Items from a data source
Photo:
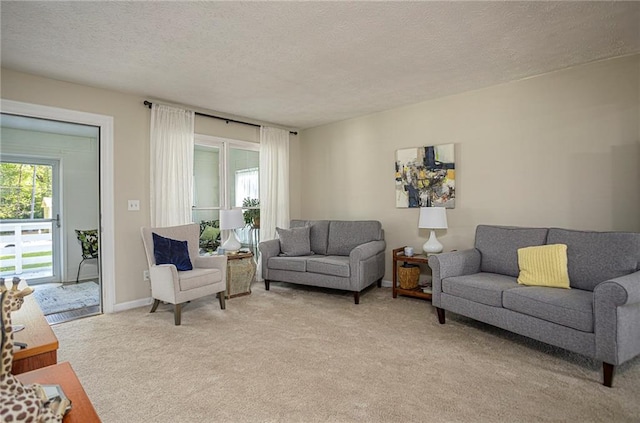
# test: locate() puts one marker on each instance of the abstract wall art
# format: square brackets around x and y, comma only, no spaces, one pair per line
[426,177]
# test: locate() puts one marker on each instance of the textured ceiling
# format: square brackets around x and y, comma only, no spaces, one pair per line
[303,64]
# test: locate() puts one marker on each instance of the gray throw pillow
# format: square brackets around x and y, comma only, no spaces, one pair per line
[295,241]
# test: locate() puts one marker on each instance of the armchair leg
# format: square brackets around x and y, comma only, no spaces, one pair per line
[221,296]
[177,313]
[607,373]
[154,307]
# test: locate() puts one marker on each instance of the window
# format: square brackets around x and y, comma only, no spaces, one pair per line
[226,172]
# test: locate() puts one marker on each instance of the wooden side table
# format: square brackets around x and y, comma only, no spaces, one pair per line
[62,374]
[42,344]
[241,271]
[398,256]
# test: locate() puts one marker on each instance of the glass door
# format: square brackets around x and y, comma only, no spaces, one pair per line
[29,219]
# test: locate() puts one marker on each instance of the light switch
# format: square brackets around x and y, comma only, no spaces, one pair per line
[134,205]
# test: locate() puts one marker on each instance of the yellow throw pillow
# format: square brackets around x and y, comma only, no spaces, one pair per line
[544,265]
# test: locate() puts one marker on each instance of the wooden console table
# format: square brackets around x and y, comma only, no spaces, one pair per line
[42,344]
[62,374]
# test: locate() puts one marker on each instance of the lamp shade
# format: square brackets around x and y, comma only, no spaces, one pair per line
[231,219]
[433,218]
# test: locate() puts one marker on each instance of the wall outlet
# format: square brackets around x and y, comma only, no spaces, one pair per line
[133,205]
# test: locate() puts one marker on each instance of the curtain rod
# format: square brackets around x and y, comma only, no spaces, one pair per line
[149,104]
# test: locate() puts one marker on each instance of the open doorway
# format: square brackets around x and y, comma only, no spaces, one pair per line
[50,191]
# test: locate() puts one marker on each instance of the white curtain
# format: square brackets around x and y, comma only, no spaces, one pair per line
[274,182]
[172,143]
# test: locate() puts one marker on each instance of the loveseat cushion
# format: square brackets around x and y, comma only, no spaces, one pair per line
[499,245]
[344,236]
[294,242]
[330,265]
[595,257]
[484,288]
[296,264]
[318,234]
[567,307]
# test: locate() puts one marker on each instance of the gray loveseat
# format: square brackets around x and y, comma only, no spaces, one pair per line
[598,317]
[345,255]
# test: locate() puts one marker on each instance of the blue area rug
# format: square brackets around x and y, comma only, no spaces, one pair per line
[67,297]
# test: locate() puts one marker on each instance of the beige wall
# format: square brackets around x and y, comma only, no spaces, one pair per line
[131,159]
[561,149]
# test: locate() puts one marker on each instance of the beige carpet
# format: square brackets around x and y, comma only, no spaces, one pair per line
[305,355]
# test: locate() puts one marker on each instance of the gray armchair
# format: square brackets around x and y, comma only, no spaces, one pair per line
[207,277]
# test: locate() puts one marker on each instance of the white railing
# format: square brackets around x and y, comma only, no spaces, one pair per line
[26,248]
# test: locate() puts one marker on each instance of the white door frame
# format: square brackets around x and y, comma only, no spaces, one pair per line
[107,225]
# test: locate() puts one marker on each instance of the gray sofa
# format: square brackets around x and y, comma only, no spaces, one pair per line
[345,255]
[598,317]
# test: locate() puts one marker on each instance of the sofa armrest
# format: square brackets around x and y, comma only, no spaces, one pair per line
[619,291]
[268,249]
[617,326]
[454,263]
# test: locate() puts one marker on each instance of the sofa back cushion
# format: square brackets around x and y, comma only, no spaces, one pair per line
[318,235]
[594,257]
[344,236]
[498,246]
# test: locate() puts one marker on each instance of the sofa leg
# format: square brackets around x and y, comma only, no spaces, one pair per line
[176,314]
[607,373]
[154,307]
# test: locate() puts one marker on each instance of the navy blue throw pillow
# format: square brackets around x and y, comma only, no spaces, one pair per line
[170,251]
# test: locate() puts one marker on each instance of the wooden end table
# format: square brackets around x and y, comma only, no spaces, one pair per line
[398,256]
[42,344]
[241,271]
[62,374]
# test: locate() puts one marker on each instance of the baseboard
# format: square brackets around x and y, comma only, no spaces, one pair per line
[132,304]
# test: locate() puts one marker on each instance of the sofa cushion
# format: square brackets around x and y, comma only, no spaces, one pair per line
[498,246]
[296,264]
[198,277]
[344,236]
[567,307]
[295,241]
[171,251]
[543,265]
[318,235]
[595,257]
[330,265]
[485,288]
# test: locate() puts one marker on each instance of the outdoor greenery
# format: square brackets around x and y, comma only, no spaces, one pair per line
[251,215]
[22,190]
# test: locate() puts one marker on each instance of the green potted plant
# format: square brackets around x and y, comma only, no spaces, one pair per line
[251,215]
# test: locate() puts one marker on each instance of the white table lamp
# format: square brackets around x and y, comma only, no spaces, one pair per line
[230,220]
[432,218]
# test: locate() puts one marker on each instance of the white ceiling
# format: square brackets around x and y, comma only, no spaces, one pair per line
[303,64]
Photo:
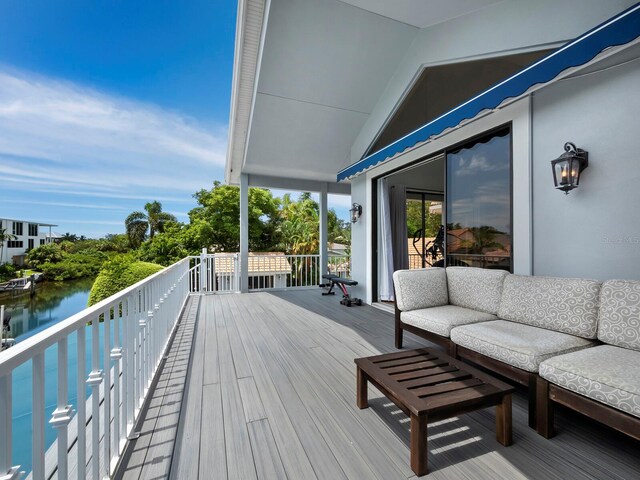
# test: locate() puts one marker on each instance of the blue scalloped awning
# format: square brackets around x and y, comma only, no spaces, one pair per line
[619,30]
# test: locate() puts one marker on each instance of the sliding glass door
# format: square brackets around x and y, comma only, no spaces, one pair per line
[478,203]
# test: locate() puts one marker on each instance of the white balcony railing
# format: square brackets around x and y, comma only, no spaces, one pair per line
[119,344]
[129,333]
[220,272]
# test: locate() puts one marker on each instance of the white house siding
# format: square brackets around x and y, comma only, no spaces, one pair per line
[593,232]
[7,253]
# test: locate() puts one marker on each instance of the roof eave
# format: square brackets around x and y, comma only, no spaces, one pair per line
[248,51]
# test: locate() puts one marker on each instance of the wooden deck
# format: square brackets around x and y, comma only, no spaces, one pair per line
[270,393]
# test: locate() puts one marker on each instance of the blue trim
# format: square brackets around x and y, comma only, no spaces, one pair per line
[619,30]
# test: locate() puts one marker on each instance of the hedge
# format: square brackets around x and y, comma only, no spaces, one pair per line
[118,274]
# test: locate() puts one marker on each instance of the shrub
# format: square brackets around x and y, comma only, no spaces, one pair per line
[75,265]
[51,253]
[7,272]
[119,273]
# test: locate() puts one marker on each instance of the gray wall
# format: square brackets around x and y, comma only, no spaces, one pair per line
[504,27]
[594,232]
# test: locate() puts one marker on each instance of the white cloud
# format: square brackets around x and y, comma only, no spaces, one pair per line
[68,138]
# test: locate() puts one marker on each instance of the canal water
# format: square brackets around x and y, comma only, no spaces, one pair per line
[52,303]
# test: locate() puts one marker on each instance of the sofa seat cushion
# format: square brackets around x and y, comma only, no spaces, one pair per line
[619,315]
[475,288]
[605,373]
[516,344]
[567,305]
[423,288]
[441,320]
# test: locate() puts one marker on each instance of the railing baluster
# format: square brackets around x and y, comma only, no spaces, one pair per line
[143,319]
[106,403]
[6,445]
[116,355]
[62,414]
[81,416]
[94,381]
[37,416]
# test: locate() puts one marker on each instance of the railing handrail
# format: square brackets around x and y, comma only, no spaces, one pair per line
[25,350]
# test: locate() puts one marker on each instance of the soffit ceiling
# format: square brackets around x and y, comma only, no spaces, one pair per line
[421,13]
[324,66]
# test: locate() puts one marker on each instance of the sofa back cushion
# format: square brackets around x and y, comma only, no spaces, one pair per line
[423,288]
[619,315]
[563,304]
[475,288]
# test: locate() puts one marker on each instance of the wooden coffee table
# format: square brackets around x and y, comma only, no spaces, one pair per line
[429,386]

* [Work required] Go through the entries above and write them out again exactly, images left behind.

* [Result of this exercise]
Photo:
# test: locate() puts one marker on each instance of the abstract wall art
# format: square brackets around x and y, comma only, no spaces, one pair per line
[426,177]
# test: locate() puts one marker on each instance of the textured ceiling
# format: square brackets around x and y, comma only, no spaces, one pair per line
[303,64]
# test: locate() puts one marker on each instance of the gray throw pillow
# format: square brackets around x and y, comma only, no spaces, one pair per line
[295,241]
# test: locate() puts one marker on each instance of the armchair leg
# format: square brackets around x and y, comma only, no spaces, one pair per line
[221,296]
[177,313]
[607,373]
[154,307]
# test: locate() puts one marker on each instance of the window
# format: square brackets around x and y, comma only, no spaces, one pair per line
[226,172]
# test: locate() puts one marker on each instance of the wooden side table
# format: square brackets around x and y, comma only, no spaces, one pair per line
[62,374]
[42,344]
[241,271]
[398,256]
# test: locate() puts one marker on each instance of the glass door
# format: square brackets around x and y, comma only, no spaces, one pair per line
[29,219]
# test: locate() puts one marker on each instance of the light switch
# format: square brackets around x and y, comma only, no spaces, one pair per line
[134,205]
# test: locate() puts one marker on each instance of the yellow throw pillow
# format: square brackets around x and y, comma only, no spaces, one pair per line
[544,265]
# test: locate() puts one marker on each instance of the wooden console table
# format: square brackets around x and y, comma only, no spaces, one pair per line
[42,344]
[62,374]
# test: locate() puts one marker on each instance of the lamp shade
# format: square brackets around x and y, comma only, no spaces, one pair per line
[231,219]
[433,218]
# test: locate() puts one marker on each instance of the wall outlet
# format: square brackets around x and y, comma only, no spaces, one pair per line
[133,205]
# test: locate() puts one marker on each instance of the curtain rod
# format: square brackets around x and y, comma only, no spaces, one pair per line
[149,104]
# test: locate() puts one marker on each instance of the open doorway
# format: square brackets around x and y, comma only, no spaces, one pair per line
[50,191]
# test: locate() puts one marker on each instance of the white curtain
# format: square brackets around x and y, comma only, no spaces, one pair per line
[274,182]
[172,143]
# test: locate() puts one marker on each instance of the loveseat cushion
# format: square brackets around x and y, comma only, no spaces, one pair per line
[499,245]
[344,236]
[294,242]
[330,265]
[595,257]
[484,288]
[296,264]
[318,234]
[567,307]
# test: locate() puts one marker on each instance of the gray loveseat
# format: square brackets around x and y, comma only, no spaces, one pair per line
[598,317]
[345,255]
# test: locate() puts one marker on each instance of the blue area rug
# format: square brackets around x and y, comma only, no spaces, one pair per line
[67,297]
# test: locate() puts one marker on each instance of the beige wall
# format: square brackets around x and y, comma only, no spaces, one pair per line
[131,159]
[561,149]
# test: locate() puts one marker on each instance of the beige carpet
# format: square brackets around x and y, comma only, no spaces, one pair per line
[305,355]
# test: locate() puts one marker on each instance of the gray armchair
# format: square brackets around x and y, comma only, no spaces, one pair per line
[207,277]
# test: locate() puts one marker on each instance of the white railing
# format: square brackets around x and y, comma only, no spaces, one pair per line
[26,248]
# test: locate() puts one marker on each instance of the white door frame
# format: square brackets around x and y, comma only, no spaces, one pair per line
[107,225]
# test: locate() puts one marker on each instance of the gray sofa
# format: square brackets around x and y, comma only, no spaces, one pair per line
[345,255]
[598,317]
# test: locate() puts one marker on each instance of the sofa armrest
# format: square brackets around x and y, comma only, no spaces, one pair per line
[619,291]
[268,249]
[617,326]
[454,263]
# test: locate() puts one marker on each instance of the sofa back cushion
# format: square brackets around x and y, comma only, no spaces, one pair per line
[318,235]
[594,257]
[344,236]
[498,246]
# test: locate() puts one marker on each instance of the sofa leg
# format: square brackets around x and y, comma only, no spaces, one pair per line
[176,314]
[607,373]
[154,307]
# test: locate() puts one marker on each instance of the navy blue throw pillow
# format: square brackets around x and y, comma only, no spaces, one pair per line
[170,251]
# test: locate() puts one marker on each instance of the wooden end table
# format: square brackets around x and y, comma only, no spaces, one pair per line
[398,256]
[42,344]
[241,271]
[62,374]
# test: locate() puts one marker on each instance of the baseboard
# format: square brackets around x and y, comma only, no spaces, one pair per line
[132,304]
# test: locate() puts one marker on each instance of the sofa cushion
# format: square brackets around x and y, comma only, no spaces, one pair per line
[498,246]
[296,264]
[198,277]
[344,236]
[567,307]
[295,241]
[171,251]
[543,265]
[318,235]
[595,257]
[330,265]
[485,288]
# test: locate() puts one marker on each instance of the outdoor greenery
# format: square brackets around x and y, comma only, no spaces, one pair per line
[251,215]
[22,190]
# test: locate() puts one marker on each instance of the green potted plant
# format: square brackets around x and y, comma only, no spaces, one pair per line
[251,215]
# test: locate() puts one marker on each instance of the white table lamp
# format: square brackets around x and y, comma only, no spaces, one pair per line
[230,220]
[432,218]
# test: locate() puts one marker on each instance of the white ceiling
# format: square brackets around x and y, comma only, no spaces, one pair per line
[303,64]
Photo:
# test: locate() puts one marker on each instance of the blue scalloped awning
# format: square brackets around x and y, comma only, no spaces, one pair per line
[619,30]
# test: locate() puts one marker on each instance of the sliding glass door
# format: square brackets around x and y, comma only, no spaces, one pair per line
[478,203]
# test: locate() puts one marker on each instance of the white balcony railing
# format: square brackets around x and y, comma only, no spaces, one pair per line
[119,344]
[129,333]
[220,272]
# test: locate() puts one marker on each instance of the white house siding
# format: square brackets around x and y, comma only, no spaces, one pair per line
[593,232]
[7,253]
# test: locate() puts one marker on each instance of the roof eave
# format: square brackets around x and y, comma only, no spaces, one pair per line
[248,51]
# test: locate() puts one marker on each instance of the wooden deck
# format: square brackets around x and y, comma only, no spaces, one pair per line
[270,393]
# test: locate() puts one marker on each instance of the blue trim
# format: square brackets around x and y, comma only, no spaces, one pair per line
[619,30]
# test: locate() puts one marker on each instance of the hedge
# format: square brackets around x and y, comma only, no spaces, one pair per line
[118,274]
# test: locate() puts one marker on each instance of the shrub
# format: square brackets around x and y, comma only, no spaces, one pair per line
[75,265]
[51,253]
[7,272]
[119,273]
# test: locate() puts one marker on each instance of the gray wall
# format: square brackets around x and y, comma only, no spaces, one pair per line
[504,27]
[594,232]
# test: locate() puts one marker on each instance of the white cloud
# format: square brackets around x and y, comma only, no spaces, one pair per line
[68,138]
# test: locate() puts one marker on each instance of the canal water
# format: square brackets around x and y, comma only, no spaces, one pair per line
[52,303]
# test: locate() puts one marker on each instance of the sofa seat cushion
# format: square brackets around x and y, comma only, no spaces, one pair per line
[619,315]
[475,288]
[605,373]
[516,344]
[567,305]
[423,288]
[441,320]
# test: locate() puts one marker on each instance of the railing baluster
# format: square brackets around x and y, comma only, no spaces, one pair per line
[143,319]
[106,403]
[6,445]
[116,355]
[62,414]
[81,416]
[94,381]
[37,416]
# test: locate() puts one marker on each instance of the railing handrail
# format: square brackets around x and y, comma only, no spaces, one pair per line
[25,350]
# test: locate() puts one marker on each instance of the soffit ceiling
# format: square brackets around x and y, comma only, no spaces, one pair per line
[421,13]
[324,66]
# test: locate() puts one marker on each instance of the sofa back cushion
# format: square brackets around x and y, comma only, no spaces, one pair per line
[423,288]
[619,315]
[563,304]
[475,288]
# test: locate() puts one marker on each instance of the wooden coffee table
# format: square brackets around x and y, comma only, no spaces, one pair per line
[429,386]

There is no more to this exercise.